Quoted text
Atheist, Christian engage in debate
Well over 70 believers, atheists, agnostics and skeptics filled the Gambrell Hall auditorium Wednesday night for an intelligent and rational student-operated debate over the Christian faith.
The Pastafarians at USC hosted the debate between the organization’s co-founder Andrew Cederdahl, a fourth-year political science student, and Michael Glawson, a philosophy graduate student and theology graduate of Southeastern Bible College. Glawson was Cederdahl’s teaching assistant for a philosophy of morality and ethics class last semester.
“We want to illuminate points of contention to be addressed in a civil manner,” debate moderator and Pastafarians President Axton Crolley said.
Cederdahl began with the argument that Christianity is ultimately irrational. Cederdahl’s argument was based on the stance that reason and faith represent conflicting values.
He went on to define reason as a system that is empirical, tentative, cumulative, transmissible and skeptical, and he extracted verses from the Bible that seemed to directly conflict with each of these characteristics. He pointed out that faith involves low evidence and an incorrect use of reason known as apologetics that leads one to reach any conclusion. “Show me evidence,” Cederdahl said, nearing the conclusion of his argument. “If God does miracles, we should be able to qualify that. What’s so wrong with being skeptical?”

Written task 1
Repeat the whole article about the atheist-Christian debate word for word.

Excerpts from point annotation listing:
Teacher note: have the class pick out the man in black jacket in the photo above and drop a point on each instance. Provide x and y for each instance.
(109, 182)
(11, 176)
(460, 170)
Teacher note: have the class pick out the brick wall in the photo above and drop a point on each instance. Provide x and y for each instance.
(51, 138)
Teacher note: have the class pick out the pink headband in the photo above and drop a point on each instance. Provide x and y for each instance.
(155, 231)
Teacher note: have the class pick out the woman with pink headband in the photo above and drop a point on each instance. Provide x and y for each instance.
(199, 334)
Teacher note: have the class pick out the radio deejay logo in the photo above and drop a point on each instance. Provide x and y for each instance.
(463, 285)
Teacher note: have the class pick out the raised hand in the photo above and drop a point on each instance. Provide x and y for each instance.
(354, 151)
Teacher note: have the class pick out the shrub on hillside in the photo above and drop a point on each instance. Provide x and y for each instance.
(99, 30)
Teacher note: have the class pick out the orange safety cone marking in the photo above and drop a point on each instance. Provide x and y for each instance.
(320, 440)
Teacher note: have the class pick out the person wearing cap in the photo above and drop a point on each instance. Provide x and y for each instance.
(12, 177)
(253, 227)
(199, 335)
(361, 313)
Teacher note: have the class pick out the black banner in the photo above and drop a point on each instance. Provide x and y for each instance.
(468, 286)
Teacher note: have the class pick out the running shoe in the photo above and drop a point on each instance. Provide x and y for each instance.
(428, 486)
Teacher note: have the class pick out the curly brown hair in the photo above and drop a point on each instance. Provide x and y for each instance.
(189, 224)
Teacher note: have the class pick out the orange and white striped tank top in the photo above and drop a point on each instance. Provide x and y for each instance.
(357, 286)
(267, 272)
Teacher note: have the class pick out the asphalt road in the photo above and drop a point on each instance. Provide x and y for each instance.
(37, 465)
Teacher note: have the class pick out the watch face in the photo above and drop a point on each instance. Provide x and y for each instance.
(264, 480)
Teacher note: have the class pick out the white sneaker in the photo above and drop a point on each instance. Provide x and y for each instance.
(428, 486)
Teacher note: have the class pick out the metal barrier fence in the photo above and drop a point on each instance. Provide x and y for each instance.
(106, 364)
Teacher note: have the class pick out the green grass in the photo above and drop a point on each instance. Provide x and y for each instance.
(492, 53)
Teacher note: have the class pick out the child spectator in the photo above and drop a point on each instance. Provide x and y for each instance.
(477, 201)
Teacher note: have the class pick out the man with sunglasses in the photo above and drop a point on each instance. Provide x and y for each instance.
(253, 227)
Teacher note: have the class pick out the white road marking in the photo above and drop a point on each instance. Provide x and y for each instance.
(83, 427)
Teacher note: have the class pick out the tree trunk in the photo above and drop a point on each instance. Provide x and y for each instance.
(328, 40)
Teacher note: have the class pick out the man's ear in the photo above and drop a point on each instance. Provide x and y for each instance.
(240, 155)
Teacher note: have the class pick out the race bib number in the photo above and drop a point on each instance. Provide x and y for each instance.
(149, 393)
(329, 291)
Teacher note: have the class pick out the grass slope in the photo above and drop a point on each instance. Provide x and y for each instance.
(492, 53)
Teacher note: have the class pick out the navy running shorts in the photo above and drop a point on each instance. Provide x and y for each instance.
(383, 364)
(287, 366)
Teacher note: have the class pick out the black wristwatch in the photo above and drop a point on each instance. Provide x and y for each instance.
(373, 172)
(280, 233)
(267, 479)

Written task 2
Please render the stretch of the listing from the line containing "Teacher note: have the class pick out the black wristwatch" through the end of the listing as a JSON list of strings, one string per line, with blank lines left out.

Exercise result 1
Atheist, Christian engage in debate
Well over 70 believers, atheists, agnostics and skeptics filled the Gambrell Hall auditorium Wednesday night for an intelligent and rational student-operated debate over the Christian faith.
The Pastafarians at USC hosted the debate between the organization’s co-founder Andrew Cederdahl, a fourth-year political science student, and Michael Glawson, a philosophy graduate student and theology graduate of Southeastern Bible College. Glawson was Cederdahl’s teaching assistant for a philosophy of morality and ethics class last semester.
“We want to illuminate points of contention to be addressed in a civil manner,” debate moderator and Pastafarians President Axton Crolley said.
Cederdahl began with the argument that Christianity is ultimately irrational. Cederdahl’s argument was based on the stance that reason and faith represent conflicting values.
He went on to define reason as a system that is empirical, tentative, cumulative, transmissible and skeptical, and he extracted verses from the Bible that seemed to directly conflict with each of these characteristics. He pointed out that faith involves low evidence and an incorrect use of reason known as apologetics that leads one to reach any conclusion. “Show me evidence,” Cederdahl said, nearing the conclusion of his argument. “If God does miracles, we should be able to qualify that. What’s so wrong with being skeptical?”

Exercise result 2
[
  "Teacher note: have the class pick out the black wristwatch in the photo above and drop a point on each instance. Provide x and y for each instance.",
  "(373, 172)",
  "(280, 233)",
  "(267, 479)"
]